Task objective: Please find every line in the records below that contains the word "yellow" and copy each of those lines.

Pointing dataset records:
--

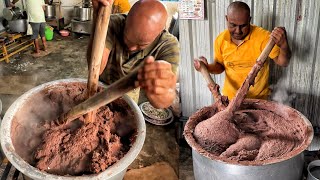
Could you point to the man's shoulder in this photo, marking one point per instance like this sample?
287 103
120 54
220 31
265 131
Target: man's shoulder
259 31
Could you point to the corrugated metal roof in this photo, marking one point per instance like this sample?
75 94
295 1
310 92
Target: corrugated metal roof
298 83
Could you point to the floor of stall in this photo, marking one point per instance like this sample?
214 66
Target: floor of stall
66 59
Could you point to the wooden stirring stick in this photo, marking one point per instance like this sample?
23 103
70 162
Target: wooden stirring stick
98 46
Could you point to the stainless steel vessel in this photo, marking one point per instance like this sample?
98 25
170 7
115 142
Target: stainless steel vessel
83 27
209 167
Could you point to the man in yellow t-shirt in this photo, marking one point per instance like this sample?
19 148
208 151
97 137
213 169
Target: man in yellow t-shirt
237 49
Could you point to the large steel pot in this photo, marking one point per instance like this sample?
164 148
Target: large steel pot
12 13
209 167
18 25
82 13
50 11
12 120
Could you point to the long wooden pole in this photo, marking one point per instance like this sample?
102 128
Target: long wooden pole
98 46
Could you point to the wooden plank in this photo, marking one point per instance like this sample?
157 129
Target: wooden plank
186 80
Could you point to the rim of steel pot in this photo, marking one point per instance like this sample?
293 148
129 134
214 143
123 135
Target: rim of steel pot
32 172
189 128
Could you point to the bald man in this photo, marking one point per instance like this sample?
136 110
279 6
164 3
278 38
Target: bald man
237 49
137 37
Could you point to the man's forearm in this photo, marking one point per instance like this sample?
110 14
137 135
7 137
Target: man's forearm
284 57
215 68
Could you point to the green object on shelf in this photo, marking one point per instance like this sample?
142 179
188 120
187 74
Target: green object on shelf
48 33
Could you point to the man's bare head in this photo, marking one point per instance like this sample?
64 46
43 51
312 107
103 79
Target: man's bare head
145 21
238 18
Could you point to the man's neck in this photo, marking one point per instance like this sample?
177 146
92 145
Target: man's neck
237 42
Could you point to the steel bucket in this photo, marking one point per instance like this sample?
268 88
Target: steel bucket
209 167
10 120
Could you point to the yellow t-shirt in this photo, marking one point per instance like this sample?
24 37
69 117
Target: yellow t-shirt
238 61
121 6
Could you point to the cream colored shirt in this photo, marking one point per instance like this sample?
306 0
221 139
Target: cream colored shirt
35 11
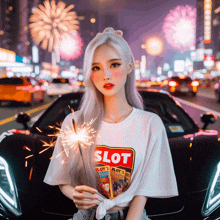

--

Exercise response:
Could you point to the man in yellow t-shirt in this photo, marking one point per instance like this sample?
Target: man in yellow t-shirt
Could you point to the yellow t-shirt in this photo, marking one point per instance like this sample?
Target: yellow t-shirt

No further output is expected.